=== Section Start ===

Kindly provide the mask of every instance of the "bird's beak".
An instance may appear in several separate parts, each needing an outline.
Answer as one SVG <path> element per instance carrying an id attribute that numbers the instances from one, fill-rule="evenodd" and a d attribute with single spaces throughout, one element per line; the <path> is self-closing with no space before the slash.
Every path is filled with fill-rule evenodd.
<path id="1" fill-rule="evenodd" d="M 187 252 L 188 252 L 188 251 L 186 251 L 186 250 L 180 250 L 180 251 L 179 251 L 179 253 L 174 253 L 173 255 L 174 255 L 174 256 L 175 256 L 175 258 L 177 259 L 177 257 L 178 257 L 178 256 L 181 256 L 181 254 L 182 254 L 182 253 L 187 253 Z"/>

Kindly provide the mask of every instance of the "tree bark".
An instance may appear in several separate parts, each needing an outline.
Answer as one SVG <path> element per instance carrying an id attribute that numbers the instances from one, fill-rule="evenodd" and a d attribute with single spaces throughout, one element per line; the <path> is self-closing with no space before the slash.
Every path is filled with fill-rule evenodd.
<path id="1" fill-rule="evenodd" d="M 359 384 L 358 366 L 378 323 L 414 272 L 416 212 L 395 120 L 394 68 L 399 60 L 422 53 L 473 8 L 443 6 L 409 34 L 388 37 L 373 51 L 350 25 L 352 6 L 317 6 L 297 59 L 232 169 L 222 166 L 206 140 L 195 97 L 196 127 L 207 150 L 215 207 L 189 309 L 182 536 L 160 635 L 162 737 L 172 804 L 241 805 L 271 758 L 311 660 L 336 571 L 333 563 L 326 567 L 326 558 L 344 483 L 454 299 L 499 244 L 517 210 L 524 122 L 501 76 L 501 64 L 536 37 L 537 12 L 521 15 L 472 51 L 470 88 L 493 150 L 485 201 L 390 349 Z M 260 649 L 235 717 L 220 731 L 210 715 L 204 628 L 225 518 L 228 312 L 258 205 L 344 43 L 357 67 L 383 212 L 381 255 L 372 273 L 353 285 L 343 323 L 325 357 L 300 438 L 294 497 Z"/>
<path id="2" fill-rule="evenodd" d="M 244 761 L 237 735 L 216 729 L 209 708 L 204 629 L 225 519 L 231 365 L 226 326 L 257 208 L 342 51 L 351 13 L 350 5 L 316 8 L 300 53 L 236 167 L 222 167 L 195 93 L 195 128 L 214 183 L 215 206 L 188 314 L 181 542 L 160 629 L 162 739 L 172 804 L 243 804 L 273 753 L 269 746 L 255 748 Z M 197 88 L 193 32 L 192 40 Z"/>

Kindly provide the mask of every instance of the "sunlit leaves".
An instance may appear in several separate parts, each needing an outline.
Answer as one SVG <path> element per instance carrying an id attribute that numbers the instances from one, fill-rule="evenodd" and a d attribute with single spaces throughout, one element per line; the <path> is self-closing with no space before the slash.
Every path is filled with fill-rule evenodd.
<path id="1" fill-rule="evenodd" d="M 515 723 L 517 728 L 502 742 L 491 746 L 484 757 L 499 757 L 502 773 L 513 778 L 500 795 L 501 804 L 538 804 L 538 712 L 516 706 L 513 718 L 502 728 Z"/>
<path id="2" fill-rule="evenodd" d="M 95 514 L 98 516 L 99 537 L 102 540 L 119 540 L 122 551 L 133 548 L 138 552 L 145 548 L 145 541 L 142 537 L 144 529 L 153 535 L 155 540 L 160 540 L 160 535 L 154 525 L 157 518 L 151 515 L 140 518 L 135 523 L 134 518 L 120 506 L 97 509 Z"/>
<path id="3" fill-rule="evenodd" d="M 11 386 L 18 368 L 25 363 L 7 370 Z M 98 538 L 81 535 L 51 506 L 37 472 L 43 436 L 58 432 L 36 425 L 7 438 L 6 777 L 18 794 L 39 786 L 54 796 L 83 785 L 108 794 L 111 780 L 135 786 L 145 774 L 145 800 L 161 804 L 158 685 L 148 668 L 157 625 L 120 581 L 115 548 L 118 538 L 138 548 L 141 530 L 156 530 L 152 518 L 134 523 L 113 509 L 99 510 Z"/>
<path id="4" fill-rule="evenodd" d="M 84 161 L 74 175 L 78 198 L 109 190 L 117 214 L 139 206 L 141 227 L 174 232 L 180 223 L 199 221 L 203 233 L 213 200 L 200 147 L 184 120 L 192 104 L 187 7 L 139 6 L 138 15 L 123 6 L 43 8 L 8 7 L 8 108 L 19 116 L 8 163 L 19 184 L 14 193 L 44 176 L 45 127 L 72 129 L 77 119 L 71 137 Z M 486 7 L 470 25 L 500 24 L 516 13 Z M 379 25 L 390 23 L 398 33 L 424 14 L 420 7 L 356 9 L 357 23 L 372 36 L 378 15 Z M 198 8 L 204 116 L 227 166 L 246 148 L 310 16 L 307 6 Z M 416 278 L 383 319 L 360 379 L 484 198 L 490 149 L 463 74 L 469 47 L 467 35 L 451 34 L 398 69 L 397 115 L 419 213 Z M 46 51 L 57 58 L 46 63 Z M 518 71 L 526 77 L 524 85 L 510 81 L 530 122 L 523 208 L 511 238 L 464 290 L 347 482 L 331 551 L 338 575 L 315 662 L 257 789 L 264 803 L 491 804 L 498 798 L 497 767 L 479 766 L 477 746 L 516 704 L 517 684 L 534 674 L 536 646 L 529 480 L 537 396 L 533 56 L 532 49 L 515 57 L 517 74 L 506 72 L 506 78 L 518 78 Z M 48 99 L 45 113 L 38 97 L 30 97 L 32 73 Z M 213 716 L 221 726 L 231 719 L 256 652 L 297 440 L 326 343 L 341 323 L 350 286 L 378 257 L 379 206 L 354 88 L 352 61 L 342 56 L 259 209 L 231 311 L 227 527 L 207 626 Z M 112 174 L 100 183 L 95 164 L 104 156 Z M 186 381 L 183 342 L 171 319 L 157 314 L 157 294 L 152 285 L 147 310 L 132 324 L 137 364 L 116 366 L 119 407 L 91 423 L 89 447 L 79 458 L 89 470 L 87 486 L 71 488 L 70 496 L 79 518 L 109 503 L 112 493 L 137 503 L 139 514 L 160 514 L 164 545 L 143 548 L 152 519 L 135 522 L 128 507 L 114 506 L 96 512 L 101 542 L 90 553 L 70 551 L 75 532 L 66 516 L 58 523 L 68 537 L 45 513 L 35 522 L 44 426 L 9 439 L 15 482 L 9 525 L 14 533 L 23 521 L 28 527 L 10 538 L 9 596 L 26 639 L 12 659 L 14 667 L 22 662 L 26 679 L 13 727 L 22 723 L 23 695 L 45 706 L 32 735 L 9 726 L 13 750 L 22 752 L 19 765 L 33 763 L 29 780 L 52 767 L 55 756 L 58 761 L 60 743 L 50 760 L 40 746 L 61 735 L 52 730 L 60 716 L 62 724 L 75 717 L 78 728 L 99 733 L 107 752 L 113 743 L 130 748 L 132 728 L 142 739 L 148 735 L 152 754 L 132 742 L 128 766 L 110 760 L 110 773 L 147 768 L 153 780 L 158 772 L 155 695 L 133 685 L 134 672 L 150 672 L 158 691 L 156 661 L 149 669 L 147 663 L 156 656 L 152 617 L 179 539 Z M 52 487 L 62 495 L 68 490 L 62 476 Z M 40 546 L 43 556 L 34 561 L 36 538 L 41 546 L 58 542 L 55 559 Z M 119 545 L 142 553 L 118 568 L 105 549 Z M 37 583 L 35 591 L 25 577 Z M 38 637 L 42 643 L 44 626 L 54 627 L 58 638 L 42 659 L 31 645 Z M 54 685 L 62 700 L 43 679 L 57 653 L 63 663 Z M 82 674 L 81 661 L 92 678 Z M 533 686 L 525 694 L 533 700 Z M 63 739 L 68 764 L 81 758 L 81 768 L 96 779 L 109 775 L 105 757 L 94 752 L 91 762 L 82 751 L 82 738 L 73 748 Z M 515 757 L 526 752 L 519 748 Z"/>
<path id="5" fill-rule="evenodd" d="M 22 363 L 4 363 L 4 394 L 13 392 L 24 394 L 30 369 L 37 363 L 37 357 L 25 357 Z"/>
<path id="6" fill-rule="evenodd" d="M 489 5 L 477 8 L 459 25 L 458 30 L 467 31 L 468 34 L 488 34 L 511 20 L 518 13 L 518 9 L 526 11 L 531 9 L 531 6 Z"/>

=== Section End ===

[About this task]: From the material above, copy every line where the word "provide" is found.

[The answer]:
Kindly provide the mask of every instance of the "bird's beak".
Kindly provide the mask of every instance of the "tree bark".
Kindly provide the mask of every instance of the "sunlit leaves".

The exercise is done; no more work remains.